■ EXERCISE
Can you edit the stretch from the line containing "Task: for every instance of the building" through the end of the records below, replacing "dirt ground" with "sandy ground" and changing nothing else? Return only those edited lines.

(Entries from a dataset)
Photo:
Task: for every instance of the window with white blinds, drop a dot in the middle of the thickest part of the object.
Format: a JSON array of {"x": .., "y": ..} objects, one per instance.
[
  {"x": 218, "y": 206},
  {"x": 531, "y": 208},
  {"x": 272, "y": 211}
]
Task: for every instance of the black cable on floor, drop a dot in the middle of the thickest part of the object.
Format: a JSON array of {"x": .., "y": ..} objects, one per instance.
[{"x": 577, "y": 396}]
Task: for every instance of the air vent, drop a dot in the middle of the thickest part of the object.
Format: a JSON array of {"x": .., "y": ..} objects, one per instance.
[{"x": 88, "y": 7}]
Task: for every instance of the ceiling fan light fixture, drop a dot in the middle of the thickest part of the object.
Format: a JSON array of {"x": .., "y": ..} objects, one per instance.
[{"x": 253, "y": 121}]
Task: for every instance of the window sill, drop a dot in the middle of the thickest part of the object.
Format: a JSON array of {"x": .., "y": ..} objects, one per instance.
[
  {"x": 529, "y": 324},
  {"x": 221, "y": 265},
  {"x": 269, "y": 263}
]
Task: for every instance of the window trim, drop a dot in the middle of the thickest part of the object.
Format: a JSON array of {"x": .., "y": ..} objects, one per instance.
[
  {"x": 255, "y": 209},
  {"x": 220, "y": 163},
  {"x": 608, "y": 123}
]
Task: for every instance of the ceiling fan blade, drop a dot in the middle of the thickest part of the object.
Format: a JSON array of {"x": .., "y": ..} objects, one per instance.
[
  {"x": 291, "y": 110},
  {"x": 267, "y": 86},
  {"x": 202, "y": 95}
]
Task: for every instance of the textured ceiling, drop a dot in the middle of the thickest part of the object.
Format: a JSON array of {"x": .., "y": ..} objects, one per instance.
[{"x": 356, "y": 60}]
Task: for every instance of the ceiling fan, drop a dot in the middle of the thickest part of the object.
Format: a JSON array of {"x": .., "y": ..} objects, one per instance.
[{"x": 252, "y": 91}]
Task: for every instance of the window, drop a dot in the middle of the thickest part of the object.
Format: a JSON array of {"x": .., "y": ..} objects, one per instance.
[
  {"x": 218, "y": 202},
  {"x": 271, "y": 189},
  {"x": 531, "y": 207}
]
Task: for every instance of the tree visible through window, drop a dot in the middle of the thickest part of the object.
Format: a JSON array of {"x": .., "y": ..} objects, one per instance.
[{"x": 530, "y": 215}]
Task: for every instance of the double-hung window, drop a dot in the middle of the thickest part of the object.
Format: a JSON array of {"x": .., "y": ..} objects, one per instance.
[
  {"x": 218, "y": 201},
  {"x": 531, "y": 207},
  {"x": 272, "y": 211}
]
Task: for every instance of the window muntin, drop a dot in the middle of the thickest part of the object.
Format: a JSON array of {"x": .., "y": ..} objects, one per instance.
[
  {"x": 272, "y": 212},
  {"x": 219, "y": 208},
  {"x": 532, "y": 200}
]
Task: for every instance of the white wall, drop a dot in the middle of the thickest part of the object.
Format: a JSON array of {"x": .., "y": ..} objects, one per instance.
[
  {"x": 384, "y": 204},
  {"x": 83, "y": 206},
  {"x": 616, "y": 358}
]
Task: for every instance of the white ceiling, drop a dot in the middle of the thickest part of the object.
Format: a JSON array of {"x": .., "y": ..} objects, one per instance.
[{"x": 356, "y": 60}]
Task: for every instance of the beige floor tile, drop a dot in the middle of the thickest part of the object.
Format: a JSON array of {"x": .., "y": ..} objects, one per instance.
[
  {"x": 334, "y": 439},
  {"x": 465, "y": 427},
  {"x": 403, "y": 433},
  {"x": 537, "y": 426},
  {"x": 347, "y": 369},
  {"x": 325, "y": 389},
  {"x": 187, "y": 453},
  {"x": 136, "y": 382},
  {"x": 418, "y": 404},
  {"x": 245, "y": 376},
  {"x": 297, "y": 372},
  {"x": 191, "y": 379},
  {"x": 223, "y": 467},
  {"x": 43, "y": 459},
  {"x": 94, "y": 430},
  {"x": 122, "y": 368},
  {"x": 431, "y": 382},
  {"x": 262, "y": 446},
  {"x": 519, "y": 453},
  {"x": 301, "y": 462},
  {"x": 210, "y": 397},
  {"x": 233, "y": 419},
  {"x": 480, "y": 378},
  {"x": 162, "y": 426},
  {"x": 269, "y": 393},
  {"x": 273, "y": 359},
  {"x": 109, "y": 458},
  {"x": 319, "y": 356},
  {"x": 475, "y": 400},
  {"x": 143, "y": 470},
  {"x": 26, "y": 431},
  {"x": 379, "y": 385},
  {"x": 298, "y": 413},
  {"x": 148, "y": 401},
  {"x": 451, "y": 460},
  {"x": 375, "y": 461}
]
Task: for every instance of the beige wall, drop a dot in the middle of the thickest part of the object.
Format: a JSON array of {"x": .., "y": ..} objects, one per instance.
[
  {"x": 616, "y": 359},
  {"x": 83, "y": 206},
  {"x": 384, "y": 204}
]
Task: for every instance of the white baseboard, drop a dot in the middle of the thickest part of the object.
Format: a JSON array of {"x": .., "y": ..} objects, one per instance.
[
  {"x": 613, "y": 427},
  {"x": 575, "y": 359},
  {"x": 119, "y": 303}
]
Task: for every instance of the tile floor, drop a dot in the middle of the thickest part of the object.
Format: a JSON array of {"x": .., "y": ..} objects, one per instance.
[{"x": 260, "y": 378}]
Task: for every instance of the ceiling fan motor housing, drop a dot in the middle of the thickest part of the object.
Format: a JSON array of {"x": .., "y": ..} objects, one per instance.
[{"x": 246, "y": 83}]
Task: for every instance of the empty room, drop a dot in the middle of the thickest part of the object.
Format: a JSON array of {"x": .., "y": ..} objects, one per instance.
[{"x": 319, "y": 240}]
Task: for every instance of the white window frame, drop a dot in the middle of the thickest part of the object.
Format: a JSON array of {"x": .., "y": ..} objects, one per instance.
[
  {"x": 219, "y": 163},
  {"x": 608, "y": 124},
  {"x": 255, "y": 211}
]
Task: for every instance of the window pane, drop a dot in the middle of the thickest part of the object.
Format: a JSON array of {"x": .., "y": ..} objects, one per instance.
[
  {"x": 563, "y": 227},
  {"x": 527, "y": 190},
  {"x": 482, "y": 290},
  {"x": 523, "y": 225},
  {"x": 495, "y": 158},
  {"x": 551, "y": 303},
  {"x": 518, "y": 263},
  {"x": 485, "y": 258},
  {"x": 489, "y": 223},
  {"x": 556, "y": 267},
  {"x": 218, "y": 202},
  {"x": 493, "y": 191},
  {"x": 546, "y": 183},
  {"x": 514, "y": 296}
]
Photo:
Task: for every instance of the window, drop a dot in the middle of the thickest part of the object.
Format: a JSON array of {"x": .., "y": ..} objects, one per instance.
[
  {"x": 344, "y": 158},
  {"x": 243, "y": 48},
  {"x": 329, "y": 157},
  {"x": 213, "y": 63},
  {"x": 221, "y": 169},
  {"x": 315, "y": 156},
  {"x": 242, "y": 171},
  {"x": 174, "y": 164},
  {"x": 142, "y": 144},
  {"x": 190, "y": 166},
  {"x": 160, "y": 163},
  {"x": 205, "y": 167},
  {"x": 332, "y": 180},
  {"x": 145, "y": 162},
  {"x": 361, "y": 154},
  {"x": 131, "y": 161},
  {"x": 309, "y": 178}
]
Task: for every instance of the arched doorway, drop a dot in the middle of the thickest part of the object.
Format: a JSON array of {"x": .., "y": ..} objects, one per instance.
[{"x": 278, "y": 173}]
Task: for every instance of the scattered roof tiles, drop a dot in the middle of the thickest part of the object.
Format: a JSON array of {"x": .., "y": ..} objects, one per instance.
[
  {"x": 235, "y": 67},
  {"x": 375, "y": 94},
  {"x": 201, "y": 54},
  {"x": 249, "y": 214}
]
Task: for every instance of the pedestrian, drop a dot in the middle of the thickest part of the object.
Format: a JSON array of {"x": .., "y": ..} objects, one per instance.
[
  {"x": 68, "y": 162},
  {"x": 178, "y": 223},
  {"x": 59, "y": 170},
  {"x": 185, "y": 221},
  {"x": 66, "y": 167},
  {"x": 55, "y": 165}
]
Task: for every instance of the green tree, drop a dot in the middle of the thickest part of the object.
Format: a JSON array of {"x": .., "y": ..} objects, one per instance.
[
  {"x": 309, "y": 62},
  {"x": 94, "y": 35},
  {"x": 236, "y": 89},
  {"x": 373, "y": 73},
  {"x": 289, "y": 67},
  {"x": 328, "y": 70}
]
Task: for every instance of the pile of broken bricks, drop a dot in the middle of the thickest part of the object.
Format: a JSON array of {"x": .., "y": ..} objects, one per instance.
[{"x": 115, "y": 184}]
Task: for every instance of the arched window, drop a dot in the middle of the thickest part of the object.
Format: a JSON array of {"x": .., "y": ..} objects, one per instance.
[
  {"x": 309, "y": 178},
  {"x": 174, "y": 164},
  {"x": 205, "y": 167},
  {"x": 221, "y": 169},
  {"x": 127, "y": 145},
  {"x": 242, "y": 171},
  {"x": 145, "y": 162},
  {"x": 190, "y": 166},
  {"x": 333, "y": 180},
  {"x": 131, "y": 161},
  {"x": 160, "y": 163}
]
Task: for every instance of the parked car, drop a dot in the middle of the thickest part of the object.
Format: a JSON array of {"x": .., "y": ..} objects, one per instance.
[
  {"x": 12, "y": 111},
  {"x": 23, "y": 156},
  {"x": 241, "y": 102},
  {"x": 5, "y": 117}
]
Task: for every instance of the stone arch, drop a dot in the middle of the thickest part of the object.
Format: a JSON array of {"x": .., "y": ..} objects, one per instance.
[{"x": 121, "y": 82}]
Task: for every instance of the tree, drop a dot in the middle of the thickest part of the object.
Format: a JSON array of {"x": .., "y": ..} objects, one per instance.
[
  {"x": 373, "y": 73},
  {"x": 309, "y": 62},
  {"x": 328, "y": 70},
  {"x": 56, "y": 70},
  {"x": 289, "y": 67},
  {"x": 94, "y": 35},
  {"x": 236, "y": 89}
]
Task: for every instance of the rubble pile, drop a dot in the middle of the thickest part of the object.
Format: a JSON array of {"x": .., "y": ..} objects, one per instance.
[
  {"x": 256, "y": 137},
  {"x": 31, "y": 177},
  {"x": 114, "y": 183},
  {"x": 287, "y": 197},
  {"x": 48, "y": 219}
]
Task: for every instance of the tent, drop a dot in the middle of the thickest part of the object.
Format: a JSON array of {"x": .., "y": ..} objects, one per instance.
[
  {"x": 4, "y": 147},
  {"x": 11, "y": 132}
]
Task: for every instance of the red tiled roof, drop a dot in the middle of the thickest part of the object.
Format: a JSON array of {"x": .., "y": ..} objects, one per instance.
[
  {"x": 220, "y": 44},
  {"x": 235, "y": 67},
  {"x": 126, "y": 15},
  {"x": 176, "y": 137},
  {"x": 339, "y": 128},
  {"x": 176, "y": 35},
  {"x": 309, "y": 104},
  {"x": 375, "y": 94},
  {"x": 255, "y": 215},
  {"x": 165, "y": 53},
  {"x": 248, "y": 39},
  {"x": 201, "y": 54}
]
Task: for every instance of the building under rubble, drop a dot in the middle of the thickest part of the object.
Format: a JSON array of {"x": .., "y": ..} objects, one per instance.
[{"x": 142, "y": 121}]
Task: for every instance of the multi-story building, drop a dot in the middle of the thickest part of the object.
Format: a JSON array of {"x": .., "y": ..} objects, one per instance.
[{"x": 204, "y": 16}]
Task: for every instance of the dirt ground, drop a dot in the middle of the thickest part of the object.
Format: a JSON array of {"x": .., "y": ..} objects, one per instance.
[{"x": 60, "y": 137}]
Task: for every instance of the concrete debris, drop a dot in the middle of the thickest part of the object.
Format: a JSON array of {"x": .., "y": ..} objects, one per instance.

■ OUTPUT
Task: for every instance of the building under rubble, drop a dot in the middle of the thickest part of the object.
Format: a JSON array of {"x": .., "y": ..} objects, one per instance.
[{"x": 142, "y": 121}]
Task: for every instance of the multi-story building, drop a dot in the middle of the thickest part of the object.
Format: a JSON array of {"x": .., "y": ..} objects, one per instance.
[{"x": 204, "y": 16}]
Task: for every instance of the sandy ground, drop a dot in the middle of the thickest part of the object.
Format: a JSON array of {"x": .., "y": ..} objects, one per instance.
[{"x": 60, "y": 137}]
Task: for every instance of the concrete debris, drop a dot in the middle of the thickest part of the object.
Format: a JSON array of {"x": .., "y": ..} objects, one per instance.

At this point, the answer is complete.